═════ Data for analysis ═════

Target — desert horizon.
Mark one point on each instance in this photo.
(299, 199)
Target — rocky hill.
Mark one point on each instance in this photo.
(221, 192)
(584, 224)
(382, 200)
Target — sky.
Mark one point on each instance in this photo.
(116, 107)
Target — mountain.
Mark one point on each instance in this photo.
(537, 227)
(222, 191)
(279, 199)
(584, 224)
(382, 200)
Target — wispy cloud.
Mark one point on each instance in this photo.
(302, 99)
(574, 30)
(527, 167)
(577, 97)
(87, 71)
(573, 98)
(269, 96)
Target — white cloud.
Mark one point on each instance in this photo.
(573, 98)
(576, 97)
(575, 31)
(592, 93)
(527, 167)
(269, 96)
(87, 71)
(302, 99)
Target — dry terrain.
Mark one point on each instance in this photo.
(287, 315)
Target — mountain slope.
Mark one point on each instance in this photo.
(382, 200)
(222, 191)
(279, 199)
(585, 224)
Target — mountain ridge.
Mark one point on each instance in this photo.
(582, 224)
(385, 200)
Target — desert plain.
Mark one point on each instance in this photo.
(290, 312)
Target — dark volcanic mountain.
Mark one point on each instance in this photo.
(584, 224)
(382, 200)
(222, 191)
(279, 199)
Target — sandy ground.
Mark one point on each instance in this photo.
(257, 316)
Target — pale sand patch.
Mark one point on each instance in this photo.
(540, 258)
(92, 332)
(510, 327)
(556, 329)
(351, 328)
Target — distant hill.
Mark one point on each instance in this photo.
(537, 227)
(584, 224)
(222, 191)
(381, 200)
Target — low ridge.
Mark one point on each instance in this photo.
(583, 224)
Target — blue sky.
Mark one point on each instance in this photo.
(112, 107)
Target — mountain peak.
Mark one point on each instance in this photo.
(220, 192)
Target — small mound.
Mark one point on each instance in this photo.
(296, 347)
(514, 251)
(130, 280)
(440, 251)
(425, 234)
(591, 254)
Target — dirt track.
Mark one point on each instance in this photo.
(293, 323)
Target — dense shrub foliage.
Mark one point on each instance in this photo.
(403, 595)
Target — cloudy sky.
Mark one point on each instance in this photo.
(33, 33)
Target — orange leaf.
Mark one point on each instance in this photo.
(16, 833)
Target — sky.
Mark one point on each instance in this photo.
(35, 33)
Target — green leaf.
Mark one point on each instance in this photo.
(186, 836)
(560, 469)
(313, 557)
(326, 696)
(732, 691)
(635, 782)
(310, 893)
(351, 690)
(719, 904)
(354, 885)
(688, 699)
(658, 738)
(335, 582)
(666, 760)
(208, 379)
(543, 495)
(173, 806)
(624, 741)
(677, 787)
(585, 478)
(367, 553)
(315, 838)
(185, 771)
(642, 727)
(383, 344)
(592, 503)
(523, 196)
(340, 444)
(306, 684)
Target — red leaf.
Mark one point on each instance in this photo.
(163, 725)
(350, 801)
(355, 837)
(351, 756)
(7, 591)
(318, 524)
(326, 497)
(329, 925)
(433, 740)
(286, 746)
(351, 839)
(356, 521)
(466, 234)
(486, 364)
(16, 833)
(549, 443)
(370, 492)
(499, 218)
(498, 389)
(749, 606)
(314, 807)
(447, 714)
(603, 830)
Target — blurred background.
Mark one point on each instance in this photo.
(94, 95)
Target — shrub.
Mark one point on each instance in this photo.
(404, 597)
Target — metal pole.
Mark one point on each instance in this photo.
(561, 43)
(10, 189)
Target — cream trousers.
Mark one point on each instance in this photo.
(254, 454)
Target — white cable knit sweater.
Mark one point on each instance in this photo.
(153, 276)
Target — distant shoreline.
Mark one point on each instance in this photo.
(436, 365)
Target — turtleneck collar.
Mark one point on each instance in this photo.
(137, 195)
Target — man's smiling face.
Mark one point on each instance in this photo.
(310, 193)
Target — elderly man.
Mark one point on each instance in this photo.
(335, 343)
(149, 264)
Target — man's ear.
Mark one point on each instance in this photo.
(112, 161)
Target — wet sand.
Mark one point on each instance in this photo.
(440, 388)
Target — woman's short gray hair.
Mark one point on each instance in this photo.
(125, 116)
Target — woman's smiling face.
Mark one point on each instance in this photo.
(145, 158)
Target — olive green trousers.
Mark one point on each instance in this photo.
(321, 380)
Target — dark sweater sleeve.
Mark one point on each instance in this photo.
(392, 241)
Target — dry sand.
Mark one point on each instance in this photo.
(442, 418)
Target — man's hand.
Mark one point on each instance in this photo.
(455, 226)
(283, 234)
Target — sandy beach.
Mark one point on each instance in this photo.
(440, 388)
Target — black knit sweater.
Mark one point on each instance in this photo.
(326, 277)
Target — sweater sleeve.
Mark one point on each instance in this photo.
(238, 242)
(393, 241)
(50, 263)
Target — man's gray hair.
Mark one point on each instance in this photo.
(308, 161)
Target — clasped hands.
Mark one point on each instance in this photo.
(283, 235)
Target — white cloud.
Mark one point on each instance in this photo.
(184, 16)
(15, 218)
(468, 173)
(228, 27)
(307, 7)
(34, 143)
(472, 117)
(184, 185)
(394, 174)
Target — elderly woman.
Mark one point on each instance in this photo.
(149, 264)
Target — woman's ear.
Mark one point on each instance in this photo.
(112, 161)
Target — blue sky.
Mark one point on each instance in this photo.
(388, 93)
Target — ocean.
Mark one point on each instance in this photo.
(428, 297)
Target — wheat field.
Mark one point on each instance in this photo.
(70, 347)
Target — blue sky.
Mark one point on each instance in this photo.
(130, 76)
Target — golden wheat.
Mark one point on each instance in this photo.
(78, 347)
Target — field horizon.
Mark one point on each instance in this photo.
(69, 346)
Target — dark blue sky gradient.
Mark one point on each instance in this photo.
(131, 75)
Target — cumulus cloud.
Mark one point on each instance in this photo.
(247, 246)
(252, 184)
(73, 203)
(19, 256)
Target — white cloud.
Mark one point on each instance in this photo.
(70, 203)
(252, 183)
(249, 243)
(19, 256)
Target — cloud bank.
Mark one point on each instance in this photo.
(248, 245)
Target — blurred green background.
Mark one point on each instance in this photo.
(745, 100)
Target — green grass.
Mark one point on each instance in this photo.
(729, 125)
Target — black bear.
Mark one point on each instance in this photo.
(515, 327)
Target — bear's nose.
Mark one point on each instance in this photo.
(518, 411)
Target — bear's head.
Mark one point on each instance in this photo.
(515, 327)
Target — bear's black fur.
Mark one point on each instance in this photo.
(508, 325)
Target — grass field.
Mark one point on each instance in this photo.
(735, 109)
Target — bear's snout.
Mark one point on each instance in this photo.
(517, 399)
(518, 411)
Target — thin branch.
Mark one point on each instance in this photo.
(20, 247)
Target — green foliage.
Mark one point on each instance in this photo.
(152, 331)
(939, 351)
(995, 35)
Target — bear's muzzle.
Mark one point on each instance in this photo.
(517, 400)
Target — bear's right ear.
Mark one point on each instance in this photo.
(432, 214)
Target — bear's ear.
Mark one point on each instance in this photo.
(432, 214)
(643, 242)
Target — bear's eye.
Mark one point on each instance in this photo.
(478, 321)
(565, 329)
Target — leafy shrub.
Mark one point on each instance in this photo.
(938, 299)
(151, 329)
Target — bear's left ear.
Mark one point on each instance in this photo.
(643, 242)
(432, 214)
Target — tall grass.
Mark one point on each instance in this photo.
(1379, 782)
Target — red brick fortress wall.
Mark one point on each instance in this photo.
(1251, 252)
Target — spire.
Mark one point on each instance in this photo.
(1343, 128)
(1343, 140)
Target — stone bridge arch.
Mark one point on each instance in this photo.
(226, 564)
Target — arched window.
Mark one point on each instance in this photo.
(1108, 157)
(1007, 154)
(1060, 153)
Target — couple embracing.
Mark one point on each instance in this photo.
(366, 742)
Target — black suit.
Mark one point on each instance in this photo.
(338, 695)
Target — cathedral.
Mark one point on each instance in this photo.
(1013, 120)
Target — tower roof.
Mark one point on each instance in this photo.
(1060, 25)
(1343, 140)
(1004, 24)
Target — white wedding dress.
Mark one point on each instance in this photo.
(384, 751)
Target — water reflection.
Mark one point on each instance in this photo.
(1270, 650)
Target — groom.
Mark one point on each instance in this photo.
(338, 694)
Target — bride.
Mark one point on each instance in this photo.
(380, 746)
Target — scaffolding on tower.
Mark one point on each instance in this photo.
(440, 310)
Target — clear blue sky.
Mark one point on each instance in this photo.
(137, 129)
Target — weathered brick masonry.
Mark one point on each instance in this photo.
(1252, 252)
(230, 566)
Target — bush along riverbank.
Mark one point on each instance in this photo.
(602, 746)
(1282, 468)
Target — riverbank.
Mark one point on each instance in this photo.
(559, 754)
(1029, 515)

═════

Prompt:
Give back exactly the lines from the beginning of the records through the line containing "Target — small mound.", and only those.

Result of the task:
Target — desert horizon.
Mark one point on each instance in this photo.
(299, 199)
Target — rocky hill.
Mark one point on each instance in this photo.
(221, 192)
(584, 224)
(382, 200)
Target — sky.
Mark one point on each instance in this photo.
(116, 107)
Target — mountain.
Mark one point on each instance in this photo.
(537, 227)
(222, 191)
(279, 199)
(584, 224)
(382, 200)
Target — wispy cloud.
Mark one point on each instance in this photo.
(302, 99)
(574, 30)
(527, 167)
(577, 97)
(87, 71)
(573, 98)
(269, 96)
Target — white cloud.
Mark one point on each instance in this photo.
(573, 98)
(576, 97)
(575, 31)
(592, 93)
(527, 167)
(269, 96)
(87, 71)
(302, 99)
Target — dry terrain.
Mark one point on each instance in this photo.
(287, 315)
Target — mountain slope.
Mark one point on each instance in this photo.
(382, 200)
(222, 191)
(279, 199)
(585, 224)
Target — mountain ridge.
Mark one point on each instance in this photo.
(582, 224)
(385, 200)
Target — desert plain.
Mark one point on each instance in this photo.
(290, 312)
Target — dark volcanic mountain.
Mark one point on each instance in this photo.
(584, 224)
(382, 200)
(222, 191)
(279, 199)
Target — sandy ground.
Mark one point on each instance in this photo.
(257, 316)
Target — pale sand patch.
Mark one point on each instance in this photo.
(540, 258)
(92, 332)
(510, 327)
(556, 329)
(351, 328)
Target — distant hill.
Mark one point on each instance in this photo.
(537, 227)
(584, 224)
(222, 191)
(381, 200)
Target — low ridge.
Mark one point on each instance in this photo.
(583, 224)
Target — blue sky.
Mark one point on each instance in this photo.
(112, 107)
Target — mountain peak.
Mark one point on each instance in this photo.
(220, 192)
Target — small mound.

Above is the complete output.